▸ INSTRUCTIONS TO FOLLOW: Pull out every line of the entries below that contains the string "shoe", matching case exactly, and list those lines.

▸ RECORDS FOR PROCESSING:
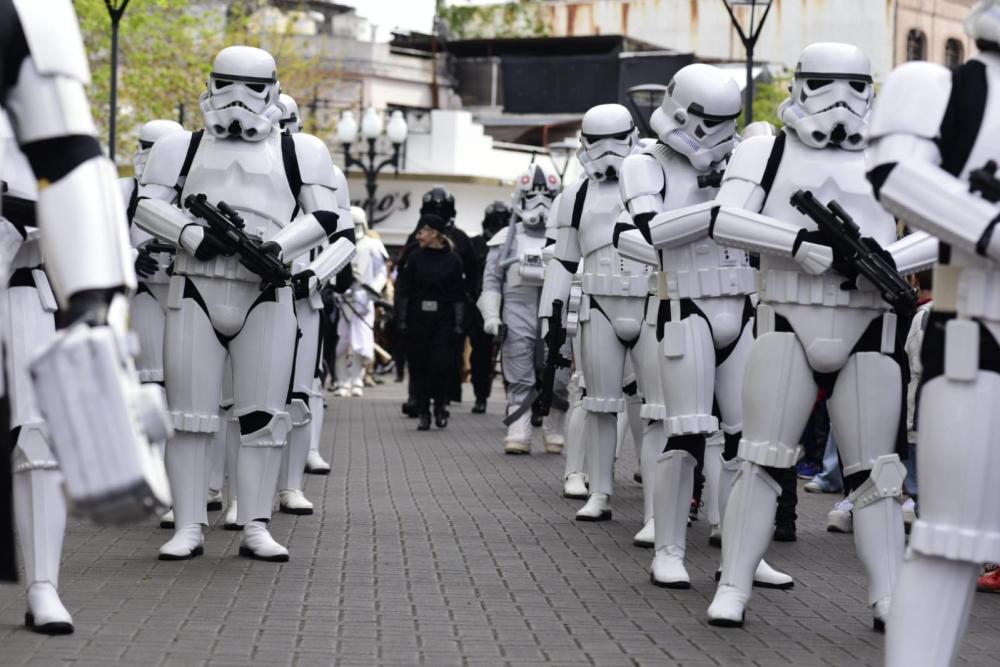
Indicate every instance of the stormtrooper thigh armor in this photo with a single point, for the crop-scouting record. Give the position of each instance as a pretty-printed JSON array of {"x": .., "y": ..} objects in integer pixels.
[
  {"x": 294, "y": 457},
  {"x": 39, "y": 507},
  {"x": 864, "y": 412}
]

...

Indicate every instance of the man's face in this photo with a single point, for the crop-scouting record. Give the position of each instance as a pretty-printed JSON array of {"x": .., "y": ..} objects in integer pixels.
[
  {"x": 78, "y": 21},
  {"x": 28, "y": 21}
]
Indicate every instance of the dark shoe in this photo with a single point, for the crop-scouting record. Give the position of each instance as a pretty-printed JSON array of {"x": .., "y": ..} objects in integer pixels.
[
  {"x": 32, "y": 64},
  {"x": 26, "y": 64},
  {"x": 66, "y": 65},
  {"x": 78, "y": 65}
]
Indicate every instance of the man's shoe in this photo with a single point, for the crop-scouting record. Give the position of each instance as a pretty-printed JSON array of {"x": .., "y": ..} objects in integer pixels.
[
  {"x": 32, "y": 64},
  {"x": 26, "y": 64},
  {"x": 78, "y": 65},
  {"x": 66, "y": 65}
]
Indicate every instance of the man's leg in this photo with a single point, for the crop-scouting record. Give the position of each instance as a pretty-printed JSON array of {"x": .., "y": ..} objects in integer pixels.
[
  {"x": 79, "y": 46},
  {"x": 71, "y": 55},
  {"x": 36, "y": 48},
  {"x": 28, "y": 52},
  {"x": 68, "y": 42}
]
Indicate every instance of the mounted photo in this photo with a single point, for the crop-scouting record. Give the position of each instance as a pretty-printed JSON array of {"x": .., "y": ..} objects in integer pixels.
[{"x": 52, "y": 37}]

▸ ANSWER FOR THE TASK:
Indicate every instance of the dark shoe in this photo with a single point, for the crop-scouting record. Give the position of each instance as a pretty-printed JSON array of {"x": .., "y": ..} objects in integer pixels.
Indicate every instance of the man's shoe in this photo with a single point, for the crop-scouting record. Give the position of each instance as a pretty-printed JSON array of {"x": .., "y": ..} objects in integer pixels.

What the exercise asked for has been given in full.